## TRY IT
Return the prospector passage between "He smiled as" and "in those days.", inclusive, copied word for word.

## PROVIDED PASSAGE
§ §

'Have you made your pile?' I asked.
He smiled as the artist smiles - all true prospectors have that lofty
smile - 'Me? No. I've been a prospector most o' my time, but I haven't
lost anything. I've had my fun out of the game. By God, I've had my fun
out of it!
I told him how I had once come through when land and timber grants
could have been picked up for half less than nothing.
'Yes,' he said placidly. 'I reckon if you'd had any kind of an education
you could ha' made a quarter of a million dollars easy in those days.
And it's to be made now if you could see where. How? Can you tell me
what the capital of the Hudson Bay district's goin' to be? You can't.
Nor I. Nor yet where the six next new cities is going to arise, I get
off here, but if I have my health I'll be out next summer
again - prospectin' North.'
Imagine a country where men prospect till they are seventy, with no fear
of fever, fly, horse-sickness, or trouble from the natives - a country
where food and water always taste good! He told me curious things about
some fabled gold - the Eternal Mother-lode - out in the North, which is
to humble the pride of Nome. And yet, so vast is the Empire, he had
never heard the name of Johannesburg!

§ §

## INFORMATION SUPPLIED
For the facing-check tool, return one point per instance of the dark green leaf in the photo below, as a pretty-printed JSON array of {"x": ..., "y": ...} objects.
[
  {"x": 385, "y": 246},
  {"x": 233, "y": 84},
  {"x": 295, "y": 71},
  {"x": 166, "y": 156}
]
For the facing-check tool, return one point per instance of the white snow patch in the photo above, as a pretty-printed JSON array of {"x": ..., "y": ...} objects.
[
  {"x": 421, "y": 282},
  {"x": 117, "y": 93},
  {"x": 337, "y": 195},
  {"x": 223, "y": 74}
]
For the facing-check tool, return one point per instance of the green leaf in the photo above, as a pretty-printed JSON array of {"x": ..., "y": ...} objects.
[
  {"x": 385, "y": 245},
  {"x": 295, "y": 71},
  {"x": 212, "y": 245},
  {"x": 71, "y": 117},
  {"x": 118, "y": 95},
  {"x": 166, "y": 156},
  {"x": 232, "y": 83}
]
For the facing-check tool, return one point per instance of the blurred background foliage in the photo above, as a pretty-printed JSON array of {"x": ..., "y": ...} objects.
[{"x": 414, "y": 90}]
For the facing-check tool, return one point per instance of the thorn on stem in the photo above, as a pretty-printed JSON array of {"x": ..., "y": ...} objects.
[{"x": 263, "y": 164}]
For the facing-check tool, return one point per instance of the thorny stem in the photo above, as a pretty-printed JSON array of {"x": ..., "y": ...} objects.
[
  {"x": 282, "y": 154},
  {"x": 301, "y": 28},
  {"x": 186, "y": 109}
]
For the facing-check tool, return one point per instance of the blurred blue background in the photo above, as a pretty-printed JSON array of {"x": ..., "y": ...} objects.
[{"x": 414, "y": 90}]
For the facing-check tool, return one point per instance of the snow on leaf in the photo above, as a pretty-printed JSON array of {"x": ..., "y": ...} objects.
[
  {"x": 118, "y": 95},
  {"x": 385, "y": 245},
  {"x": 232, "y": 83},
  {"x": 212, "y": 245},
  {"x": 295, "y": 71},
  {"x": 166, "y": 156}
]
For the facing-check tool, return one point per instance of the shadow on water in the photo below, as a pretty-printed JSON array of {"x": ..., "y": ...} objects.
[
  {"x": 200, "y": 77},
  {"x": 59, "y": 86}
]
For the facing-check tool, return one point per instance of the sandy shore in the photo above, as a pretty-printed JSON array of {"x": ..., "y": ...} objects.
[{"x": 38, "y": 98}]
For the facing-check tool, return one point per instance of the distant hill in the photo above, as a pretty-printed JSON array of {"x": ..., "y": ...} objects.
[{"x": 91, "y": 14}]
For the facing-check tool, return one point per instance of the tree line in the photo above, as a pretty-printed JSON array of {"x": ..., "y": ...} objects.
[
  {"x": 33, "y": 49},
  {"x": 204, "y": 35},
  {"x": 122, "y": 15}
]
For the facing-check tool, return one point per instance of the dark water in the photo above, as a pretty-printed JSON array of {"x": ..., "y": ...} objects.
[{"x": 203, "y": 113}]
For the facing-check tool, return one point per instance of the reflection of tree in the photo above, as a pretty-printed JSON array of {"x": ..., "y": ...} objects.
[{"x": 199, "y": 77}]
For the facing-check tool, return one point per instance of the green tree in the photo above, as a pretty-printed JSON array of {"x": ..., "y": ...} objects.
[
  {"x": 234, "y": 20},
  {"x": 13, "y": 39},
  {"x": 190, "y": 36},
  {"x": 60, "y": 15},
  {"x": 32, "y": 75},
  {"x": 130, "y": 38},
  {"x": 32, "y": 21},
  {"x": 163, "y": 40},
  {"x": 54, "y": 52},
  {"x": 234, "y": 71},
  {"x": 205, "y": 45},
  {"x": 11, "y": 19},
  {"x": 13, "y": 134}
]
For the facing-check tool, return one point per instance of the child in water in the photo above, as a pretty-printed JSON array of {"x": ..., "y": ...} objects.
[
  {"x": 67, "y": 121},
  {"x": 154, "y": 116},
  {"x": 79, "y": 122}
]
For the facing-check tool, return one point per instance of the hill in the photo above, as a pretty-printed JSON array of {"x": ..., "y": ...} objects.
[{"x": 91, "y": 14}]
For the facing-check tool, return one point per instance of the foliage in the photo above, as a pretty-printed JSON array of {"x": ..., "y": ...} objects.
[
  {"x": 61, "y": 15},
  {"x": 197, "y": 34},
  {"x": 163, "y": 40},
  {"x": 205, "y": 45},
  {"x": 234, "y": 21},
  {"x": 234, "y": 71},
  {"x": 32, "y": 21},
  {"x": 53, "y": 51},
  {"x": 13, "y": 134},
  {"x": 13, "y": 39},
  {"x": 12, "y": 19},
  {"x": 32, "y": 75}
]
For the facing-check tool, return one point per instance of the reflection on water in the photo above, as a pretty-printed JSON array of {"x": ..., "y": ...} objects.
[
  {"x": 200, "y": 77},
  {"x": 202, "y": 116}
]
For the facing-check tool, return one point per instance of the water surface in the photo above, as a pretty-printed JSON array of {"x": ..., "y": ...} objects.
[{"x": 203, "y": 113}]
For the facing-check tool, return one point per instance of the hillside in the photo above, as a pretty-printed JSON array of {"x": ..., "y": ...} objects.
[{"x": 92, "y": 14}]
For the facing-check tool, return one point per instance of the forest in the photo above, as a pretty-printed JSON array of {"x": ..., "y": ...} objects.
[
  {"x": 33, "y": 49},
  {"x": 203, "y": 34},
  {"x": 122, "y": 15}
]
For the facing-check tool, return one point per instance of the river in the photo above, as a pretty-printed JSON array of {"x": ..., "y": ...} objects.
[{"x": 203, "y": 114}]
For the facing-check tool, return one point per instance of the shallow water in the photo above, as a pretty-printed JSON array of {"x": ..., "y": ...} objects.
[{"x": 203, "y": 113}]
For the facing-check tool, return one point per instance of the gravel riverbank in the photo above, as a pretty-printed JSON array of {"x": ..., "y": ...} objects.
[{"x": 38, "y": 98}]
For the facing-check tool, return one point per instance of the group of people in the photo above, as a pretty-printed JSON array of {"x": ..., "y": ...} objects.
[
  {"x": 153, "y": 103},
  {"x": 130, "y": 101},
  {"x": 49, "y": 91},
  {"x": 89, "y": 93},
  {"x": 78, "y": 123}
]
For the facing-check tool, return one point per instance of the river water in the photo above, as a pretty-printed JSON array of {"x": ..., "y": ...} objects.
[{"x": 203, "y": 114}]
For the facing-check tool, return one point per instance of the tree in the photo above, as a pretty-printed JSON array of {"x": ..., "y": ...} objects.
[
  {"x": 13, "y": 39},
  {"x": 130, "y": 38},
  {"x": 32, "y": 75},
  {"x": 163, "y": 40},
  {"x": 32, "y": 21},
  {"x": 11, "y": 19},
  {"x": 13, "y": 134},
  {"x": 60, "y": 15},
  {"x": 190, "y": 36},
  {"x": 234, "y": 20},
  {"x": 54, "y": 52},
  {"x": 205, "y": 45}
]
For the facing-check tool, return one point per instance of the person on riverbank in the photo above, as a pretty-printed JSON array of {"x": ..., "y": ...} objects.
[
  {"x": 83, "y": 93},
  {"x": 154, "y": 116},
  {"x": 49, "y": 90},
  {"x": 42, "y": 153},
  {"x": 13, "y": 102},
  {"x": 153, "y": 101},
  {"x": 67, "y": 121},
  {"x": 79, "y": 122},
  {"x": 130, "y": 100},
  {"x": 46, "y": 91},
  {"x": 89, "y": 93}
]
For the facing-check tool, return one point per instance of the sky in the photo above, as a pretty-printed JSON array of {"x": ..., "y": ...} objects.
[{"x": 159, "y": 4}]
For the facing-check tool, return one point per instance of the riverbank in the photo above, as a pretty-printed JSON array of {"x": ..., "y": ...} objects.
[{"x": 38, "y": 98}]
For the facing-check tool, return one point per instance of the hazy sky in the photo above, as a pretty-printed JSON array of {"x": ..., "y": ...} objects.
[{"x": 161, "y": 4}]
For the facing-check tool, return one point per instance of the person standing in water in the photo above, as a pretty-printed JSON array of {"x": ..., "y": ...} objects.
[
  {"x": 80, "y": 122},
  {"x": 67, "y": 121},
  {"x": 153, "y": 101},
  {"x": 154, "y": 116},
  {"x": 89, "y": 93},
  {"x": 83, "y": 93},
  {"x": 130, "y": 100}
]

§ §

## REPLY TO THE TASK
He smiled as the artist smiles - all true prospectors have that lofty
smile - 'Me? No. I've been a prospector most o' my time, but I haven't
lost anything. I've had my fun out of the game. By God, I've had my fun
out of it!
I told him how I had once come through when land and timber grants
could have been picked up for half less than nothing.
'Yes,' he said placidly. 'I reckon if you'd had any kind of an education
you could ha' made a quarter of a million dollars easy in those days.